| EXERCISE OBJECTIVE |
Copy word for word the lines of the records from the line containing "query (the phrase naming what to segment): black smoke" through the end of the records, both ends included, and nothing else.

(Collection entries)
((

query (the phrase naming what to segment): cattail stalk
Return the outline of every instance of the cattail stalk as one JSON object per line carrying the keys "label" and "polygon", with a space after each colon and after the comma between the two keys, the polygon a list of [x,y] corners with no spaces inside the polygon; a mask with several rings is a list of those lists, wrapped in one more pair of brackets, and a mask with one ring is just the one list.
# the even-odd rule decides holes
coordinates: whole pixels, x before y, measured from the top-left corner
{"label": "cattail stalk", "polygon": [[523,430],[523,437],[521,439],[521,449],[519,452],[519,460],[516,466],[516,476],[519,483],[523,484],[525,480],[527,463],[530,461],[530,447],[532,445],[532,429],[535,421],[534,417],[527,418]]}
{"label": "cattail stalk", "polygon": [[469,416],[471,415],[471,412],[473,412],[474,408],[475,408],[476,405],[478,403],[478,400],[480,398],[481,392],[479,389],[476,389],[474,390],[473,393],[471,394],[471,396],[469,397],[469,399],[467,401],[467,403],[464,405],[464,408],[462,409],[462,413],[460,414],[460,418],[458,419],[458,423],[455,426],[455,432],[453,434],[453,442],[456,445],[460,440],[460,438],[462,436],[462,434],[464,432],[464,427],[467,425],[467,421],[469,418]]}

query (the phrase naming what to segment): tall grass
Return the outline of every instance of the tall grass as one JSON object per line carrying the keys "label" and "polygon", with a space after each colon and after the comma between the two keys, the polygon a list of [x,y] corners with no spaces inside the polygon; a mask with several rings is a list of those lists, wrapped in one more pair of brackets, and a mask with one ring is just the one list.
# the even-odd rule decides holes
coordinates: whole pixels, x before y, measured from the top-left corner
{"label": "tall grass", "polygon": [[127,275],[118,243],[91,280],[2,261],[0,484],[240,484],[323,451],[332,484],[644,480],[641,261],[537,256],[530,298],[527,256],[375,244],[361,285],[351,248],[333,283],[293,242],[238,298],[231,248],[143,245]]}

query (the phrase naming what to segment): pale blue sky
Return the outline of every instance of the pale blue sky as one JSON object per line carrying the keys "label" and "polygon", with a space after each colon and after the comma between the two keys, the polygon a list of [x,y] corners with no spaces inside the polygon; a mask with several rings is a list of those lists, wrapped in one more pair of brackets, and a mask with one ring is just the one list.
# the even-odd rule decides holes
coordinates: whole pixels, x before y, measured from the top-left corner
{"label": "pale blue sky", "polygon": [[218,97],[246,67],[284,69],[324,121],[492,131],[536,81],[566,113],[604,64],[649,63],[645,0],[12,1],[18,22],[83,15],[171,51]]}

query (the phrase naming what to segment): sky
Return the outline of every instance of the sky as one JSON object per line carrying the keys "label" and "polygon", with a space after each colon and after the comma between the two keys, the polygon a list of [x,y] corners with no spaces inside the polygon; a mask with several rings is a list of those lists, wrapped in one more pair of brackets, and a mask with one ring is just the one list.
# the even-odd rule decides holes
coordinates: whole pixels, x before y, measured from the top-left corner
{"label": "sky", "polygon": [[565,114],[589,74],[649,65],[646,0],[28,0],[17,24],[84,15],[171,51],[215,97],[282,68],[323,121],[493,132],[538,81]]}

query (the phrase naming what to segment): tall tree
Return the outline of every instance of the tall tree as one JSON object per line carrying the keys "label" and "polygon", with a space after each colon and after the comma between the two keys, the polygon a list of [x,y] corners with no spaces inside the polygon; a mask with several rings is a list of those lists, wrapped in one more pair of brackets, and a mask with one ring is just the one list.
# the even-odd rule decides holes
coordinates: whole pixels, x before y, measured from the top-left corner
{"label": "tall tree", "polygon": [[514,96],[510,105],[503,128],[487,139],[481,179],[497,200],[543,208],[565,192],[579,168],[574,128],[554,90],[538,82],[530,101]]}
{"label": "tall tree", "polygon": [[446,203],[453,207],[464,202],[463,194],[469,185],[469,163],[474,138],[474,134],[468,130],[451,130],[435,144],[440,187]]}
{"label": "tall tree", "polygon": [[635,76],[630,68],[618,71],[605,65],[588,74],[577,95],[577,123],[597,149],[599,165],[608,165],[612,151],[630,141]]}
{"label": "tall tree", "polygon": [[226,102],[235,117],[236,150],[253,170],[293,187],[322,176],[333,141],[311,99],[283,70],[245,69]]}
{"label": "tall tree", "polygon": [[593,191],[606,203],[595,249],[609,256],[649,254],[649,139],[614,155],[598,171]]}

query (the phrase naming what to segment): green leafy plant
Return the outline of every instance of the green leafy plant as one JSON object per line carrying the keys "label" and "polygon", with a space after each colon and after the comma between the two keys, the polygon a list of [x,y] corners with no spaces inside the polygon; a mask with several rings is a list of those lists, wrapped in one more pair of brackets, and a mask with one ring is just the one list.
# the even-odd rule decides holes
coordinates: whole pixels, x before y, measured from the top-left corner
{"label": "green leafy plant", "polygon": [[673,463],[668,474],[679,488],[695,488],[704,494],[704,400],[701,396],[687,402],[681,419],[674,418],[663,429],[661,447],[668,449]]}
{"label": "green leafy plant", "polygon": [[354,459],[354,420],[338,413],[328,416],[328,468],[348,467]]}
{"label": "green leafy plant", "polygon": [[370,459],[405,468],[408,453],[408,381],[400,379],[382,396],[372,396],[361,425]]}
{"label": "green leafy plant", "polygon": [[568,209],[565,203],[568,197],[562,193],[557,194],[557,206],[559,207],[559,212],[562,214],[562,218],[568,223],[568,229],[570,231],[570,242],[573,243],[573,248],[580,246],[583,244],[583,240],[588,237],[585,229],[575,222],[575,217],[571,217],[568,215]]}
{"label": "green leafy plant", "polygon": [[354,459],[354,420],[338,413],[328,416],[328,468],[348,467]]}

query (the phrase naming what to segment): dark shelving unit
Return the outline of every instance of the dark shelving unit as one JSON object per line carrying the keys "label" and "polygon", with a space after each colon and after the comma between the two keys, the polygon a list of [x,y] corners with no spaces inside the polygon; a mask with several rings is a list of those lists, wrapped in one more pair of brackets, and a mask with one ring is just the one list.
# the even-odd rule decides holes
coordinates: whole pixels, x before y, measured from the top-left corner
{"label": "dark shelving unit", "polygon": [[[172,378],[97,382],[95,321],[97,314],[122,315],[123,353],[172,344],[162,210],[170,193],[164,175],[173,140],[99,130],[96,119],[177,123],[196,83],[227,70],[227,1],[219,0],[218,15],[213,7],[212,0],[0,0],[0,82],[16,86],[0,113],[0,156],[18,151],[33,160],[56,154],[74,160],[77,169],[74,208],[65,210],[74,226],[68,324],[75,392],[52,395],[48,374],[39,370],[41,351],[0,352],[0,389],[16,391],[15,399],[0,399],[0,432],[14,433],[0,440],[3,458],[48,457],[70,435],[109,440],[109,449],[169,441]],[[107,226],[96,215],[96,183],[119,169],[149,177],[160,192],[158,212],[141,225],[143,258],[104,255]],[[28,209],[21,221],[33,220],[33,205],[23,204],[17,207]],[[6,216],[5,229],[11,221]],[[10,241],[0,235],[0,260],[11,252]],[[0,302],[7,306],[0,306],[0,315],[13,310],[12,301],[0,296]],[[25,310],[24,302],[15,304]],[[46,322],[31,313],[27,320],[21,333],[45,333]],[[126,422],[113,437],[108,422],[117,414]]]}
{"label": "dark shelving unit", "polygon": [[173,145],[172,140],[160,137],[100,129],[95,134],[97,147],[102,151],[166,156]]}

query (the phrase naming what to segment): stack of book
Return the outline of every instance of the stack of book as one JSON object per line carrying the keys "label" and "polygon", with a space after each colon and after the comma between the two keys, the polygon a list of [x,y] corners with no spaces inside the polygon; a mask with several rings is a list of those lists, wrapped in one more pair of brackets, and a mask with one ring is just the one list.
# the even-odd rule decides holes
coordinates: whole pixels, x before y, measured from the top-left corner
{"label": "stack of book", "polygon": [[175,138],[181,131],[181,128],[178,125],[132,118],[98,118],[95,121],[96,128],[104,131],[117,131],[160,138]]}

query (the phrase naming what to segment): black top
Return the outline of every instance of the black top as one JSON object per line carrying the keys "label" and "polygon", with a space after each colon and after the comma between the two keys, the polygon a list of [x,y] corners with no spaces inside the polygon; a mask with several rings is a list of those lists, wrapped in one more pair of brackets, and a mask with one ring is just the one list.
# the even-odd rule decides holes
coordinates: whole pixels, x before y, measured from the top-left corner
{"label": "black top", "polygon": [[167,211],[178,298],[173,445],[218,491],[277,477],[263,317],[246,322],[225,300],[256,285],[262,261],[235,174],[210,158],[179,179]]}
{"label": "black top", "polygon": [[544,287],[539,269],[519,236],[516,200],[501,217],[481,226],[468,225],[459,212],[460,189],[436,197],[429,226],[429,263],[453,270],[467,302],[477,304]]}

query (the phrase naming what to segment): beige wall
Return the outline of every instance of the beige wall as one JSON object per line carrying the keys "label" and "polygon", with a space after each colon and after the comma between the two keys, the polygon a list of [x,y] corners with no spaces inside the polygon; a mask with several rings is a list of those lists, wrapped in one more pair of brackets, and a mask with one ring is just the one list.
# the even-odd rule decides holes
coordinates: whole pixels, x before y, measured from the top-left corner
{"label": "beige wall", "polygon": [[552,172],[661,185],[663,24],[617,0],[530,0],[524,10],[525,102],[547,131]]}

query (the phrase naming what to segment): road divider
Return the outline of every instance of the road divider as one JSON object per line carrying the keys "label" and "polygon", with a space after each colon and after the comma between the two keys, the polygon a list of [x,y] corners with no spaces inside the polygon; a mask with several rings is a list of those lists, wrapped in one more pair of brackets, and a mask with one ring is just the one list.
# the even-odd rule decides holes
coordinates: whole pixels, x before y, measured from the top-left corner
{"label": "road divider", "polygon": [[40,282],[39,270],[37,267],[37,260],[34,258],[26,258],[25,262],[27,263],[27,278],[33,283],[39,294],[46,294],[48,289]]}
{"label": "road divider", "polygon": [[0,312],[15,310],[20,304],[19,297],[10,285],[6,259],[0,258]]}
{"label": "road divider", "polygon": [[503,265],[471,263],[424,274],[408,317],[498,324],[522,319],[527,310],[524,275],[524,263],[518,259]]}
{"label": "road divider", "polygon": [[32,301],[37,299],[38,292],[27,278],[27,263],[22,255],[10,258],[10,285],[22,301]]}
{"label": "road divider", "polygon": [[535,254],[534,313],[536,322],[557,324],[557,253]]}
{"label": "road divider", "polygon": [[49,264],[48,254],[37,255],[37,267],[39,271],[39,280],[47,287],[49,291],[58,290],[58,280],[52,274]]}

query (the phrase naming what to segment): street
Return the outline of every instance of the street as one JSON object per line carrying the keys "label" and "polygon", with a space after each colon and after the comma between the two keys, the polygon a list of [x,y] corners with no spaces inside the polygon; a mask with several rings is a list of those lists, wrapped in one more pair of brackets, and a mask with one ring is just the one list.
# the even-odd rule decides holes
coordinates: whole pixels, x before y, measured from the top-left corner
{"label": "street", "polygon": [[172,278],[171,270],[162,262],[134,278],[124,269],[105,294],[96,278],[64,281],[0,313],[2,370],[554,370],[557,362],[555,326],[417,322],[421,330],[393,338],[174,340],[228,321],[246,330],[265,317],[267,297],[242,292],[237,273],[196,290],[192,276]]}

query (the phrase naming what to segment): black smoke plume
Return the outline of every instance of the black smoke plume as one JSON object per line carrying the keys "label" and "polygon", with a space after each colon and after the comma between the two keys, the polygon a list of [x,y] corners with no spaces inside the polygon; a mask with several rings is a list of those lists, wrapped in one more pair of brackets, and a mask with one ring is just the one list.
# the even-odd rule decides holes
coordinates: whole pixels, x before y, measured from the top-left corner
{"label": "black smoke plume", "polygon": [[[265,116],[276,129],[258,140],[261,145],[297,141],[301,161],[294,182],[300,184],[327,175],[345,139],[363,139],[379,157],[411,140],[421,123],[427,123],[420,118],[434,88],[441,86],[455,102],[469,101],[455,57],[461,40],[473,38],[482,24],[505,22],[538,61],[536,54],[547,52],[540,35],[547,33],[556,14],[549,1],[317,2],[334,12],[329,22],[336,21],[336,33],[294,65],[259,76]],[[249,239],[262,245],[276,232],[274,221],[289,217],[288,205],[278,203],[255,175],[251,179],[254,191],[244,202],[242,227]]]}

))

| ANSWER FOR THE TASK |
query (the phrase naming what to segment): black smoke plume
Return the outline of every instance of the black smoke plume as one JSON object per line carrying the keys "label" and "polygon", with a space after each colon and after the comma between the two keys, the polygon a list of [x,y] corners with no spaces inside the polygon; a mask with several rings is a list of those lists, wrapped in one more pair of brackets, and a mask with one ring is just the one list.
# the even-odd rule decides holes
coordinates: whole pixels, x before y, measured from the top-left corner
{"label": "black smoke plume", "polygon": [[[265,116],[276,129],[258,140],[261,145],[297,141],[301,161],[294,182],[300,184],[327,175],[345,139],[363,139],[379,157],[411,140],[421,123],[427,123],[420,118],[434,88],[441,86],[455,102],[469,101],[455,57],[461,40],[473,38],[482,24],[505,22],[538,61],[536,54],[547,52],[540,35],[547,33],[556,14],[549,1],[317,2],[334,12],[329,22],[336,21],[336,33],[294,65],[259,76]],[[249,239],[262,245],[276,232],[274,221],[289,217],[288,205],[278,203],[255,175],[251,179],[254,191],[244,202],[242,227]]]}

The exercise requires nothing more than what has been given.